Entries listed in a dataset
◆ ◆ ◆ ◆ ◆

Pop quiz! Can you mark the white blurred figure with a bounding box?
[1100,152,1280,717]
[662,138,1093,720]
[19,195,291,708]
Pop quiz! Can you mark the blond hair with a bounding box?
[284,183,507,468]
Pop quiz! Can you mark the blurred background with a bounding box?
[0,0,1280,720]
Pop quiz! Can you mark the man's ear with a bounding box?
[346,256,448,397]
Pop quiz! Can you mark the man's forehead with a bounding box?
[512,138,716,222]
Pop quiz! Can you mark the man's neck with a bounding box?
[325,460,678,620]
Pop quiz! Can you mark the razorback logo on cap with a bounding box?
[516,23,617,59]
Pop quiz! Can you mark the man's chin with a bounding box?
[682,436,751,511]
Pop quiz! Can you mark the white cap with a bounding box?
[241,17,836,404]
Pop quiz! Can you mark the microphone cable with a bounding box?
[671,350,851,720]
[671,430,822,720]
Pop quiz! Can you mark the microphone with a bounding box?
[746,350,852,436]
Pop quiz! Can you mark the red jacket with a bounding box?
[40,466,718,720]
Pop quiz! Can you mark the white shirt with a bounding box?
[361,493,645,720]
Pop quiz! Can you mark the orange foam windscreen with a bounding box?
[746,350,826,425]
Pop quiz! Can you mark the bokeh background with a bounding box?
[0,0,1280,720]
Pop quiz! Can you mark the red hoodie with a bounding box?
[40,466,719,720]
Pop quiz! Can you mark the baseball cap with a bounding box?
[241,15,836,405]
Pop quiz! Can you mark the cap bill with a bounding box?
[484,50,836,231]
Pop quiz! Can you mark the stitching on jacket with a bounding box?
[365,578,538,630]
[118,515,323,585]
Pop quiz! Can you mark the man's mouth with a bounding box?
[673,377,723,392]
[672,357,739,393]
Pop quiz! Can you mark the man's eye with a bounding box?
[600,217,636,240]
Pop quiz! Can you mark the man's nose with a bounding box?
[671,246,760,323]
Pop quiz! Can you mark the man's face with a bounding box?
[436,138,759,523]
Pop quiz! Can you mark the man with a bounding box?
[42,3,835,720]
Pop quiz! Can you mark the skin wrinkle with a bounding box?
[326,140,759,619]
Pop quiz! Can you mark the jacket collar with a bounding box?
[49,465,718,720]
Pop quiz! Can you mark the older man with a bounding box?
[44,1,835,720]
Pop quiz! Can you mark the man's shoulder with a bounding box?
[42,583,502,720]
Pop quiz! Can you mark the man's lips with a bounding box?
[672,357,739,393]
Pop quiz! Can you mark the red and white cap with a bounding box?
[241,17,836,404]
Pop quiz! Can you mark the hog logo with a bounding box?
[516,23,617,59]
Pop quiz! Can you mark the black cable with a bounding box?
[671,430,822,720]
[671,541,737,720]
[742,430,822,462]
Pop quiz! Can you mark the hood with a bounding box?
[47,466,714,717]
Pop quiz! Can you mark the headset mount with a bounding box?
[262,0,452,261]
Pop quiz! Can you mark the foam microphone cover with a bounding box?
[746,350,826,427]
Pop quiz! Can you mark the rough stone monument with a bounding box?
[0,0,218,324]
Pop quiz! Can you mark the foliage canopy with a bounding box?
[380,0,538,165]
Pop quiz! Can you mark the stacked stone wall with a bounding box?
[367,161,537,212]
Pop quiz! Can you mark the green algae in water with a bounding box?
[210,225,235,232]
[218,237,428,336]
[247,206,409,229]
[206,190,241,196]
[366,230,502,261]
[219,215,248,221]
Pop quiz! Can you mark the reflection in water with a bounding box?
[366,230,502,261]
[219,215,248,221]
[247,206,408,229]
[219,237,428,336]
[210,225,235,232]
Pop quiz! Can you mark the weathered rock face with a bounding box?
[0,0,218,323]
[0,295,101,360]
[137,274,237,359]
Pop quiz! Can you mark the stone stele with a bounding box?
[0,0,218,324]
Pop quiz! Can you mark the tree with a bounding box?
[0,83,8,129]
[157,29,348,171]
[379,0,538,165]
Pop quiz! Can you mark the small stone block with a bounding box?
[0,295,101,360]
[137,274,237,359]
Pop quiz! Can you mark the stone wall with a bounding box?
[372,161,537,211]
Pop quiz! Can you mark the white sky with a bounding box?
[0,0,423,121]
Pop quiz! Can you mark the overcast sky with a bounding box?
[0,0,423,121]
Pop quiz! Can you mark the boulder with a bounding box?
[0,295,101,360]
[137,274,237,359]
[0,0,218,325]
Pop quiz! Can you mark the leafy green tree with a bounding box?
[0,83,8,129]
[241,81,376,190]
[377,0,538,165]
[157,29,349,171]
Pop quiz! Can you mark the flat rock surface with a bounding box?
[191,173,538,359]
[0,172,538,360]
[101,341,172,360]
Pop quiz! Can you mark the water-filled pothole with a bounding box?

◆ ◆ ◆ ◆ ◆

Output the entries word for word, beginning at the line that has "Pop quiz! Can you mark the flat" and continuing through the final entry. Include both that first line and the last line.

▸ **The answer**
Pop quiz! Can you mark the flat rock surface with a bounding box?
[191,173,538,359]
[0,172,538,360]
[101,341,172,360]
Pop quiz! Can you mark the water-filled pothole with a bounding box?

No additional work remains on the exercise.